What is expected
Edit every entry below by replacing "in this photo" with "in this image", changing nothing else and leaving the pictures out of your answer.

Extracted entries
━━━

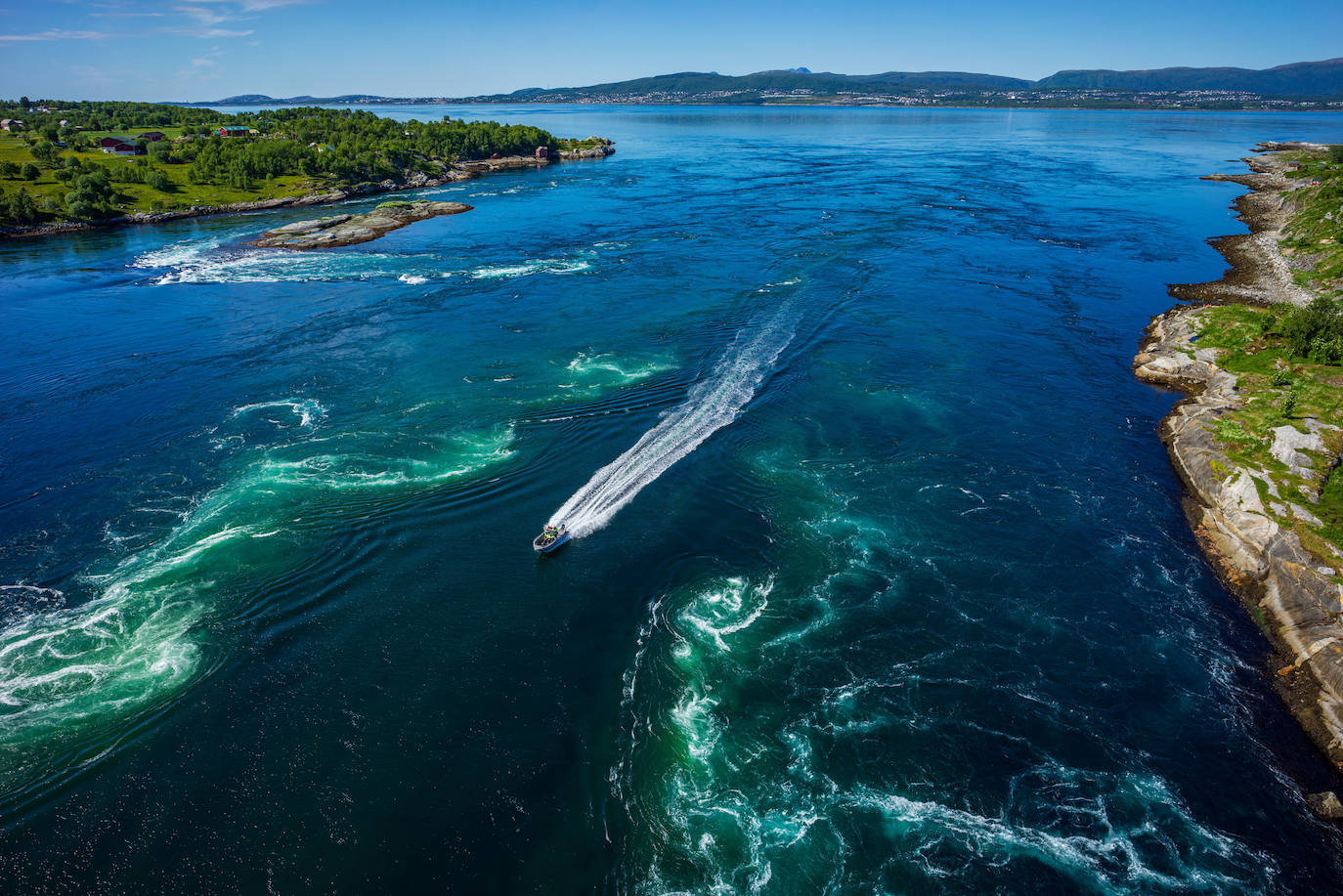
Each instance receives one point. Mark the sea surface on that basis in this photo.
(882, 581)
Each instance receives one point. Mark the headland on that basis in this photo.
(1257, 440)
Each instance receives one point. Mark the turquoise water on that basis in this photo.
(882, 584)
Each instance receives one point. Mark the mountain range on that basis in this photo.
(1300, 79)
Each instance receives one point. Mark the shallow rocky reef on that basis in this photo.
(348, 230)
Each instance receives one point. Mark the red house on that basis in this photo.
(119, 146)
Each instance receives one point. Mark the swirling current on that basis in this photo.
(882, 581)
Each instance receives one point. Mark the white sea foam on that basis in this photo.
(137, 641)
(573, 265)
(712, 405)
(308, 410)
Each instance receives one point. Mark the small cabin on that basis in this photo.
(119, 146)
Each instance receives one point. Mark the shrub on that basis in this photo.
(1315, 330)
(1289, 402)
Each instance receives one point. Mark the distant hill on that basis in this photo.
(1297, 79)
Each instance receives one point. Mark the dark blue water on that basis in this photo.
(883, 586)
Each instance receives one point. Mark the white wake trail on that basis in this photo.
(711, 405)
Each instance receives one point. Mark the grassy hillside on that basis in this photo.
(54, 171)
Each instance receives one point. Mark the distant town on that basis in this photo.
(1296, 86)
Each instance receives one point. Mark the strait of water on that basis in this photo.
(883, 581)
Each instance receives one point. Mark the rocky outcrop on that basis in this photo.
(348, 230)
(1239, 516)
(1259, 273)
(600, 149)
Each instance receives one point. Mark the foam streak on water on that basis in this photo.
(712, 405)
(82, 674)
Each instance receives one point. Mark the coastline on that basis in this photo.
(460, 171)
(1244, 524)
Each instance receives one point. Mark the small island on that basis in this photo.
(1259, 440)
(348, 230)
(72, 165)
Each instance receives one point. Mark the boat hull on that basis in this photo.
(553, 544)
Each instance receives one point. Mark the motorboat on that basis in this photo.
(551, 537)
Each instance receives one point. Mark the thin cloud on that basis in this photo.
(207, 34)
(58, 34)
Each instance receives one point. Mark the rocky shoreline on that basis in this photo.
(418, 180)
(351, 230)
(1238, 515)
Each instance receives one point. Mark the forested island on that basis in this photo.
(70, 164)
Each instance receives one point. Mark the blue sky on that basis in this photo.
(211, 49)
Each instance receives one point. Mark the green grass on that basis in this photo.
(1265, 375)
(1317, 228)
(141, 197)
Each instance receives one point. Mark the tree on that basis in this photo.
(46, 152)
(22, 208)
(158, 180)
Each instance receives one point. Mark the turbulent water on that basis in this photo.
(712, 405)
(887, 587)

━━━

Correct output
Each instance receives one point. Mark the sea surface on that basis in this image.
(882, 581)
Each instance receives one point. Mark the headland on that basis in this image.
(1257, 440)
Each instance receives one point. Mark the turquoise water on that basis in this image.
(882, 584)
Each instance receives one point. Mark the mountain range on that basis in this image.
(1300, 79)
Each instance receives one point. Mark the shallow rocky reef on that basis in this image.
(348, 230)
Each instance receives one point. Mark the red house on that basis in this image.
(119, 146)
Each instance receives one point. Mark the swirling current on that basis in this image.
(882, 581)
Each instance receives one point. Mark the white sea foam on that basis in this image.
(137, 641)
(573, 265)
(712, 405)
(308, 410)
Each instance receives one point. Mark the small cabin on that basis in this image.
(119, 146)
Each instance receives one point. Mark the shrub on that basis in this image.
(1315, 330)
(1289, 402)
Each instance receives one point. Mark the distant hill on that basis in this image.
(1297, 79)
Each instance receives one point. Mark the dark blue water on that basis in this image.
(883, 586)
Each instance receives one point. Mark the white wake trail on that basis in this image.
(711, 405)
Each instance receives one point. Mark the grassy hillside on that basis in this image.
(54, 171)
Each instance receives one point. Mark the distant town on that basis in this image.
(1296, 86)
Each instance receives one point. Mark the strait of water on that basis in this image.
(883, 581)
Each instance receives one point. Mark the rocky outcrop on that basis in this image.
(348, 230)
(1239, 516)
(1259, 273)
(600, 149)
Each instance receives one point. Mark the foam streak on water on that basis in this image.
(712, 405)
(82, 674)
Each instance receives one point. Mark the coastline on that basis in this image.
(460, 171)
(1244, 524)
Each instance receives one point. Mark the small island on that basis in this image.
(1259, 440)
(348, 230)
(72, 165)
Each instance receives one point. Mark the boat hull on that basis in this image.
(553, 544)
Each instance receives one point. Mark the motorboat on that basis in this image.
(551, 537)
Each instance receives one point. Mark the thin cloud on that basis in this image.
(207, 34)
(58, 34)
Each instance receives one point. Mark the rocky shoreline on that basis in this image.
(418, 180)
(351, 230)
(1238, 515)
Each instance receives one point. Mark the forested island on that basis in this image.
(70, 164)
Each instance receives one point. Mark the blue sky on that basis in this image.
(211, 49)
Each instance receives one point. Mark the green grass on that basis in this image.
(1265, 375)
(1317, 228)
(141, 197)
Each instance receives one point. Mark the tree on that basis in this image.
(46, 152)
(22, 208)
(158, 180)
Each instance receives one point. Mark the turbulent water on that basis in this image.
(712, 405)
(887, 587)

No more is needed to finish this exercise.